**What you are asked to do:**
Print each of the following records word for word, without changing anything.

begin Data supplied

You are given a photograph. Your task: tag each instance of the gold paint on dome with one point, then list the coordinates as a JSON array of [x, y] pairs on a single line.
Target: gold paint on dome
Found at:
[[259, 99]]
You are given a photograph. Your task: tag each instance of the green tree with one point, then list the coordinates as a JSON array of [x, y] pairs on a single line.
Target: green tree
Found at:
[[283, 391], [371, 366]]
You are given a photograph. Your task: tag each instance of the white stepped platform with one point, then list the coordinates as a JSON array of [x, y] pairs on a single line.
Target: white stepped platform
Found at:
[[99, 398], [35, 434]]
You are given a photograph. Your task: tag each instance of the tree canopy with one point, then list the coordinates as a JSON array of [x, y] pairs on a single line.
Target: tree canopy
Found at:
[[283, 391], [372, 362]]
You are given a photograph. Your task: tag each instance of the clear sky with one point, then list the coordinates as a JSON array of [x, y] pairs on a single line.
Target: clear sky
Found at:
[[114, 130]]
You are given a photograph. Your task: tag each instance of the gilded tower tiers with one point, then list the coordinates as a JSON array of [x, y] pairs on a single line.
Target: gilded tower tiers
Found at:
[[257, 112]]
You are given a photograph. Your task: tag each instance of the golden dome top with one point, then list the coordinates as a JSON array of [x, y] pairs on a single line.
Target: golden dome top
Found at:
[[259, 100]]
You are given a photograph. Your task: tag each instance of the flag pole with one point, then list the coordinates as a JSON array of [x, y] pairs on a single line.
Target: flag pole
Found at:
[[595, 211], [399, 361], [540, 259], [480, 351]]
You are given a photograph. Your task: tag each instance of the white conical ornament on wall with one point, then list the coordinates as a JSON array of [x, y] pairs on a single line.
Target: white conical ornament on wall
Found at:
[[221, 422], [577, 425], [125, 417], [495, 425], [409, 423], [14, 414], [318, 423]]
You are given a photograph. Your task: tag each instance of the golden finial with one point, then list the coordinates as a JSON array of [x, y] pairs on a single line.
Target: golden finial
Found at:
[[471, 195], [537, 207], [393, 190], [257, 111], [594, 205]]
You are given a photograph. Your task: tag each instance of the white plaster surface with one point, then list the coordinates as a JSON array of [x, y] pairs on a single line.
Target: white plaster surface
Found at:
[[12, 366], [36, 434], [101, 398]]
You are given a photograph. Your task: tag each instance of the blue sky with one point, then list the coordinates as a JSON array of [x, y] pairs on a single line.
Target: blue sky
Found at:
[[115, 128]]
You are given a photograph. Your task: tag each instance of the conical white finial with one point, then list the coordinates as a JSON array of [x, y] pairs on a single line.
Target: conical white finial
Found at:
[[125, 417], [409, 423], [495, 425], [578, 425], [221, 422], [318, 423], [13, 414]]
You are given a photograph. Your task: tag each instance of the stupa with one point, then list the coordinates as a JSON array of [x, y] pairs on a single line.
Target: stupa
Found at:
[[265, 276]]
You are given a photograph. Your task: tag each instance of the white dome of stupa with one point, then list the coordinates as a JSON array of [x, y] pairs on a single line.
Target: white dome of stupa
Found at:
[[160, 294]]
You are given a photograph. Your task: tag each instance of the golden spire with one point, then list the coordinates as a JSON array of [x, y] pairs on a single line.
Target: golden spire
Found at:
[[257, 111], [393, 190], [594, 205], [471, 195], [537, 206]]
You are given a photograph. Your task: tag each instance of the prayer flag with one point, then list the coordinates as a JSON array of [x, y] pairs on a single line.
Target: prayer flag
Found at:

end Data supplied

**Correct answer:**
You are given a photograph. Your task: tag each instance of the gold paint on dome with one point, then list the coordinates as a JSON array of [x, y] pairs on a single line.
Target: gold paint on dome
Found at:
[[259, 99]]
You are given a photograph. Your task: tag each instance of the green tree with one point, then list the coordinates as a JSON array of [x, y] pairs on a single line.
Target: green tree
Found at:
[[283, 391], [371, 366]]
You are given a photograph. Your task: tag each instance of the white stepped platform with one point, then list the coordinates as a JSON array of [x, y] pairs on a single line.
Target: white stepped platform
Found at:
[[99, 398], [35, 434]]
You are given a photograph. Your task: tag each instance of the tree canopy with one point, then list the coordinates as a JSON array of [x, y] pairs on a single line.
Target: tree canopy
Found at:
[[283, 391], [372, 362]]
You are given a photograph. Your task: tag each instance of the clear sky with one point, then list the coordinates as a JSON array of [x, y] pairs on a single line.
Target: clear sky
Found at:
[[114, 130]]
You are given a photograph. Your task: tag each instance of the gilded tower tiers with one point, then list the coordinates as a JSON array of [x, y] pairs on a single line.
Target: gilded tower tiers
Found at:
[[257, 112]]
You are given a photograph. Your task: tag each instance of the golden dome top with one point, then list the coordinates as a JSON array of [x, y] pairs on a single line.
Target: golden dome top
Found at:
[[259, 100]]
You are given a photograph. Your task: tag each instance of the flag pole with one point, then list the coordinates as a JSON array of [x, y] pairs on a single line.
Target: flag pole
Found at:
[[595, 211], [399, 361], [540, 259], [480, 351]]
You are given a photograph. Your task: tag each instance of the white conical ornament on wall with one point, then list the coordinates as a JSON array of [x, y] pairs on a single line.
Target: white conical ornament on wall
Found at:
[[221, 422], [577, 425], [125, 417], [495, 425], [409, 423], [14, 414], [318, 423]]
You are given a photograph. Your task: tag each instance of the golden finial with one point, then list the coordinates as a JSON array of [x, y] pairs on a single line.
Target: golden finial
Found at:
[[471, 195], [537, 207], [393, 190], [257, 111], [594, 205]]
You are given a photograph. Your task: tag each instance of the white plaster surface with one point, then list the coordinates as a JSON array of [x, y] pairs on a single line.
Target: white plaster surface
Found at:
[[12, 366], [36, 434], [101, 398]]
You are given a photograph. Your task: tag each instance of the blue sky with one point, then list the coordinates as a JSON array of [x, y] pairs on a single line.
Target: blue sky
Found at:
[[115, 128]]
You are given a photograph. Your task: tag each instance of the conical white finial with one point, then list the coordinates as a JSON array of [x, y] pairs on a single line.
Target: conical white finial
Found at:
[[125, 417], [409, 423], [495, 425], [578, 425], [221, 422], [318, 423], [13, 414]]
You are given a photograph. Your task: tag each instance of the stupa with one point, then list the coordinates as a JSON array of [x, y] pairs on a single line.
Target: stupa
Found at:
[[265, 276]]
You are given a photograph. Your task: tag each instance of the white dome of stupa with one point, then list the coordinates as a JSON array of [x, y] pairs on a single line.
Target: white dome of stupa
Found at:
[[160, 294]]
You are given a photograph. Your task: tag each instance of the golden spire with one point, then list the coordinates as a JSON array of [x, y] pairs on a single line.
Target: golden spire
Found at:
[[257, 111], [393, 190], [594, 205], [471, 195], [537, 206]]
You are given a photograph. Your task: tag each instance of the prayer flag with one point, then list the coordinates as a JSON array of [x, y] pairs on a single line.
Target: prayer flag
Found at:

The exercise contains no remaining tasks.